* [EXERCISE TASK] In the entries below, change "A point per instance" to "One point for each instance" wherever it occurs and keep everything else the same. Leave the pictures out of your answer.

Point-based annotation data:
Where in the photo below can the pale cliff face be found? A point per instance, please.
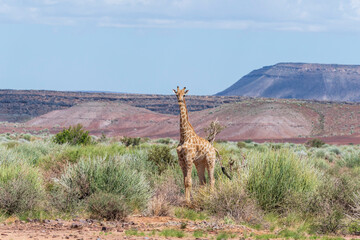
(301, 81)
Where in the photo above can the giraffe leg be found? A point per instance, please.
(188, 181)
(200, 167)
(210, 159)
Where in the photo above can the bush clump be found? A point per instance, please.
(229, 199)
(74, 135)
(274, 175)
(161, 156)
(21, 188)
(315, 143)
(109, 175)
(108, 205)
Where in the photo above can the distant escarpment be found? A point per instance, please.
(22, 105)
(329, 82)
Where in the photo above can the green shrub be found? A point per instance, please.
(74, 135)
(189, 214)
(21, 188)
(129, 141)
(335, 150)
(315, 143)
(241, 145)
(172, 233)
(110, 175)
(229, 199)
(107, 205)
(161, 156)
(273, 175)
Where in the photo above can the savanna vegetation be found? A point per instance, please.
(291, 190)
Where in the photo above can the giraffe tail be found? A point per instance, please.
(222, 167)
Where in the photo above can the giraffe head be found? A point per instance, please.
(180, 93)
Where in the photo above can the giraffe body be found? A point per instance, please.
(193, 149)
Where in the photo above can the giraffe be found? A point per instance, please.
(194, 149)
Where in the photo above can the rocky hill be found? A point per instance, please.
(328, 82)
(22, 105)
(257, 119)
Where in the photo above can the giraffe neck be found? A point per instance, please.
(186, 130)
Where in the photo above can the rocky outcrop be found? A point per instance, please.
(328, 82)
(22, 105)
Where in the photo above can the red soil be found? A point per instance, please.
(256, 119)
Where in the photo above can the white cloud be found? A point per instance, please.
(281, 15)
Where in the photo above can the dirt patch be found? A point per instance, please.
(134, 228)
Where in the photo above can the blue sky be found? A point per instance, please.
(151, 46)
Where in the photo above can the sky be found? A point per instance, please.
(152, 46)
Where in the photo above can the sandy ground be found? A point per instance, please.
(90, 229)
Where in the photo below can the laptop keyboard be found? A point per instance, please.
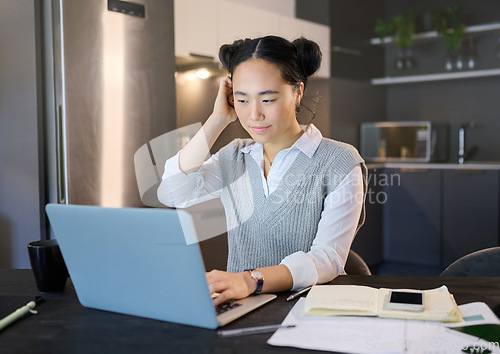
(226, 306)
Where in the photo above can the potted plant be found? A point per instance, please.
(447, 23)
(401, 28)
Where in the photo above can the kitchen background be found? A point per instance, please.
(342, 99)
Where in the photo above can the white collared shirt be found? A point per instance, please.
(338, 222)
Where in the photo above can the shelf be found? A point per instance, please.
(435, 77)
(489, 27)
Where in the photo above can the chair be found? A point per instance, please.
(355, 265)
(483, 263)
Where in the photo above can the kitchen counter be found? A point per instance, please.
(479, 165)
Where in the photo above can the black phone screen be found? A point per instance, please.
(401, 297)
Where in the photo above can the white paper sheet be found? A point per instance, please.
(370, 335)
(475, 313)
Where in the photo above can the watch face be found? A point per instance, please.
(257, 275)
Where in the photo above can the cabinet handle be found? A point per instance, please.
(476, 171)
(62, 167)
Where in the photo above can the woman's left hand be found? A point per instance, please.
(230, 285)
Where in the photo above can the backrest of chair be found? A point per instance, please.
(355, 265)
(483, 263)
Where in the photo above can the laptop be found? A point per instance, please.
(136, 261)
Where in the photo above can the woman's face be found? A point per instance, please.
(265, 103)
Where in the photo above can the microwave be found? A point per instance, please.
(419, 141)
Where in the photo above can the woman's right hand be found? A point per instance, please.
(221, 106)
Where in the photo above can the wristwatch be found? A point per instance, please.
(259, 278)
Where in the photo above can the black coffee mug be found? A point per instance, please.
(48, 265)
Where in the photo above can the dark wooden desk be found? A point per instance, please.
(64, 326)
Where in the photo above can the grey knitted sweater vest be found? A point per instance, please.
(262, 231)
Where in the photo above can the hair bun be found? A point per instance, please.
(308, 55)
(228, 51)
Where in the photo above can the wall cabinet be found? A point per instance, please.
(412, 217)
(195, 31)
(201, 27)
(432, 217)
(470, 212)
(475, 31)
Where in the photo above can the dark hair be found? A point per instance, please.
(297, 60)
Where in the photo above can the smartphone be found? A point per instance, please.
(405, 301)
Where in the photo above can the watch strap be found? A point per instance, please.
(260, 282)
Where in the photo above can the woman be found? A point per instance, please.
(293, 199)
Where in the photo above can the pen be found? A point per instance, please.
(20, 312)
(298, 293)
(251, 330)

* [SOLUTION TO THIS PROBLEM]
Where in the photo below can the pale cliff face be found? One point for each instance, please.
(301, 81)
Where in the photo above can the giraffe leg be found? One point for each instance, please.
(188, 181)
(200, 167)
(210, 159)
Where in the photo above can the bush clump be found? One point for each instance, please.
(229, 199)
(74, 135)
(274, 175)
(161, 156)
(21, 188)
(315, 143)
(109, 175)
(108, 205)
Where in the photo above can the distant escarpment be found? One point for each instance, please.
(22, 105)
(329, 82)
Where in the photo above can the green shrub be found? One point for each instance, please.
(74, 135)
(189, 214)
(21, 188)
(129, 141)
(335, 150)
(315, 143)
(241, 145)
(172, 233)
(110, 175)
(229, 199)
(107, 205)
(161, 156)
(273, 175)
Where in the photo above can the savanna vegetation be found? One point for each instance, please.
(291, 190)
Where in the photo above can the giraffe tail be found? One point for each instance, please.
(222, 167)
Where in the photo above can the giraffe head be found? One point for each instance, please.
(180, 93)
Where in the photo above can the giraffe body be found? One point for each instance, please.
(193, 149)
Where in the photo above can the giraffe be found? One point for each instance, please.
(194, 149)
Where in the photo above can the rocky hill be found? One point for each instance, please.
(328, 82)
(22, 105)
(257, 119)
Where in the photo above can the giraffe neck be found? One point for each instance, please.
(186, 130)
Where in the photo above can the rocky outcrop be found? One point for each instance, please.
(328, 82)
(22, 105)
Where in the photo above can the red soil be found? One point for each instance, please.
(256, 119)
Where in the photo above can the white cloud be found? One point for each instance, please.
(281, 15)
Where in the photo above can the dirt patch be found? One point for each instance, please.
(134, 228)
Where in the photo above can the blue sky be found? One point for each instance, please.
(151, 46)
Where in the photo above can the sky be found? One point for each instance, please.
(152, 46)
Where in the photo above can the sandy ground be found? One point for each instance, please.
(90, 229)
Where in the photo below can the laptop keyboard be found? One point for each instance, please.
(226, 306)
Where in the photo above can the potted plant be found? One point for each instance, please.
(447, 23)
(401, 28)
Where in the photo above can the kitchen background be found? One point for each instance, please.
(342, 99)
Where in the photo above can the white collared shirt be found? One point for each instance, please.
(338, 222)
Where in the photo above can the shelf be found? One point for each instance, please.
(435, 77)
(489, 27)
Where in the photo above can the chair be found? One point for each instance, please.
(355, 265)
(483, 263)
Where in the photo above can the kitchen counter be found? One point for each instance, please.
(479, 165)
Where in the photo above can the black phone screen be found? One point for each instance, please.
(401, 297)
Where in the photo above can the white paper sheet be found? One point for each instance, please.
(370, 335)
(475, 313)
Where in the photo above can the watch face be found? One point for each instance, please.
(257, 275)
Where in the photo above can the cabinet handle be found? One point for each instance, please.
(476, 171)
(62, 167)
Where in the photo above can the woman's left hand be found? One point for each instance, please.
(230, 285)
Where in the photo above can the backrest of chair be found? One point for each instance, please.
(355, 265)
(483, 263)
Where in the photo above can the laptop be found? One point for each instance, please.
(136, 261)
Where in the photo above can the woman's face be found? One point for each instance, please.
(265, 103)
Where in the photo above can the microwave be found? One point for each instance, please.
(419, 141)
Where in the photo above can the woman's right hand be found? One point for each instance, please.
(221, 106)
Where in the photo above can the wristwatch be found? One point for each instance, please.
(259, 278)
Where in the photo above can the black coffee mug be found? One point for each instance, please.
(48, 265)
Where in the photo above can the dark wooden desk be found? One point for each instance, please.
(64, 326)
Where in the photo above can the grey knitted sweater vest be found? One point for each instance, please.
(262, 231)
Where in the photo above can the hair bun be found? One point for each instance, please.
(308, 55)
(228, 51)
Where in the photo above can the wall cabinet be found? One point for each instance, please.
(412, 217)
(195, 31)
(201, 27)
(432, 217)
(470, 212)
(475, 31)
Where in the photo above can the dark hair be found? One point for each instance, please.
(297, 60)
Where in the photo above can the smartphone be found? One point for each instance, please.
(405, 301)
Where in the photo above can the watch strap be found? One point for each instance, please.
(260, 282)
Where in the photo above can the woman be found? One point for each instance, please.
(293, 199)
Where in the photo above can the pen be found? One point for each instance, please.
(20, 312)
(298, 293)
(251, 330)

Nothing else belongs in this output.